This week in history April 2, 1921: Railroad wants to end service |

This week in history April 2, 1921: Railroad wants to end service

The United States submarine O-7 is seen aground on a sandbar 50 yards off Wilderness Point, Fisher’s Island, New York. The crew of 28 were taken off by naval tugs.
Image from Colorado Historic Newspapers Collection

This week in history as reported by The Summit County Journal the week of April 2, 1921:

Colorado & Southern petitions to reduce service

Answering a hurried call, which was communicated by word of mouth and telephone, about 75 members of the Breckenridge Chamber of Commerce and interested citizens attended a meeting at the county courthouse last Monday. The group planned ways and means to combat the Colorado & Southern Railroad’s petition to curtail service over to South Park.

- **Task requirements**:
a. Shorten the paragraph of the history column that begins "Answering a hurried call," keeping its main facts.
b. Put this sentence from the history column into Spanish: "The crew of 28 were taken off by naval tugs."
c. Print the history column word for word, from "This week in history as" to "to South Park.".
The entries below the history column come from a separate source.

- **Dataset records**:

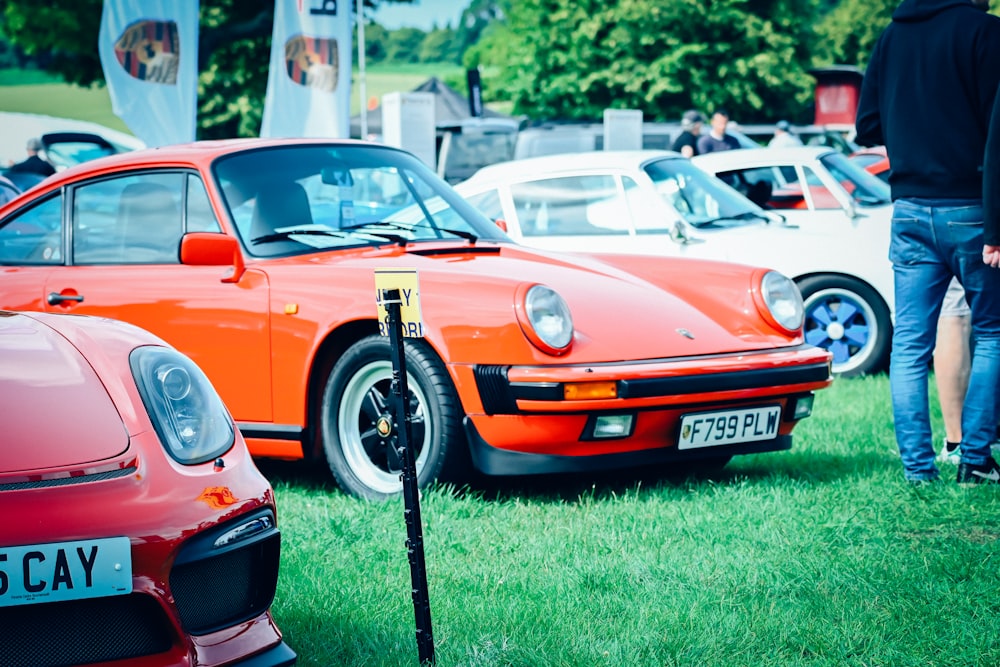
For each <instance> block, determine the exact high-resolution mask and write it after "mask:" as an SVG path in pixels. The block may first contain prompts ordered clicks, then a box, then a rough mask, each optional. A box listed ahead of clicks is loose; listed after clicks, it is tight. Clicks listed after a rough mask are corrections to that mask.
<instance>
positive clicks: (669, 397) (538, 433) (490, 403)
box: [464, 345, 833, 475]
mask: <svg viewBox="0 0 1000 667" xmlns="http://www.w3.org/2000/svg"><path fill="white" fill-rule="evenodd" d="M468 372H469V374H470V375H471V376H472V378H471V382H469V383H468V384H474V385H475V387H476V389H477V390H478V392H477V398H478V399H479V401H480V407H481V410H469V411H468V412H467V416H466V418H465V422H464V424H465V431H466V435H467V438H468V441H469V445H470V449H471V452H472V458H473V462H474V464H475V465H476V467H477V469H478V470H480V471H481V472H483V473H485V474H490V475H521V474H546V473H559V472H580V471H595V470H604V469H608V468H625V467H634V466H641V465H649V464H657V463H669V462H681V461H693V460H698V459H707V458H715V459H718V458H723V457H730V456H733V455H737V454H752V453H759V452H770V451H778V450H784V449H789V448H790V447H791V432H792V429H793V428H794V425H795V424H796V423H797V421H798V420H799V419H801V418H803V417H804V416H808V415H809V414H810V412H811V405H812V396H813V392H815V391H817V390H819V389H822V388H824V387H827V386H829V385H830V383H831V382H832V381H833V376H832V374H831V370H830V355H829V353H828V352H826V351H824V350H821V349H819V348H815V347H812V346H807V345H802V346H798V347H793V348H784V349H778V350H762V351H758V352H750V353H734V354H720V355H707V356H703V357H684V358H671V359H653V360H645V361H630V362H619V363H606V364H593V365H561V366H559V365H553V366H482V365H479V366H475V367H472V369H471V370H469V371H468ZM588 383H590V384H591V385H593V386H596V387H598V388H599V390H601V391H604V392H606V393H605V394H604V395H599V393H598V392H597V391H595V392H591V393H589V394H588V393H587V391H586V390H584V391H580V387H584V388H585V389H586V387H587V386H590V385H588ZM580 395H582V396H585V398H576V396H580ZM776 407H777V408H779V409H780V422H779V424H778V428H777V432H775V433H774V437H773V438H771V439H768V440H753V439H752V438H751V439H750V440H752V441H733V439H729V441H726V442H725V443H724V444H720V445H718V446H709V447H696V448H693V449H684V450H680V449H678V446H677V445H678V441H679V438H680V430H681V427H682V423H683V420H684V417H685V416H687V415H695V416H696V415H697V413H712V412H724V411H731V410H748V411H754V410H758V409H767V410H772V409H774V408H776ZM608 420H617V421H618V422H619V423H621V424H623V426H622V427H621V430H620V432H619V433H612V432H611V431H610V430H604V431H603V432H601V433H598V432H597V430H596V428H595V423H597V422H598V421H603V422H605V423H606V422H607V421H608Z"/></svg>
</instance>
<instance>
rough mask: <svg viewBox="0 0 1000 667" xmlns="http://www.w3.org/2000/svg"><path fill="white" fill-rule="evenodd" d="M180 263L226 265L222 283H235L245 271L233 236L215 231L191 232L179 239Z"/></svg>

- **Answers for this exercise**:
a. About 75 members of the Breckenridge Chamber of Commerce and interested citizens met at the county courthouse last Monday after an urgent call by word of mouth and telephone. They planned how to fight the Colorado & Southern Railroad's petition to reduce service over to South Park.

b. Los 28 tripulantes fueron evacuados por remolcadores de la marina.

c.
This week in history as reported by The Summit County Journal the week of April 2, 1921:

Colorado & Southern petitions to reduce service

Answering a hurried call, which was communicated by word of mouth and telephone, about 75 members of the Breckenridge Chamber of Commerce and interested citizens attended a meeting at the county courthouse last Monday. The group planned ways and means to combat the Colorado & Southern Railroad’s petition to curtail service over to South Park.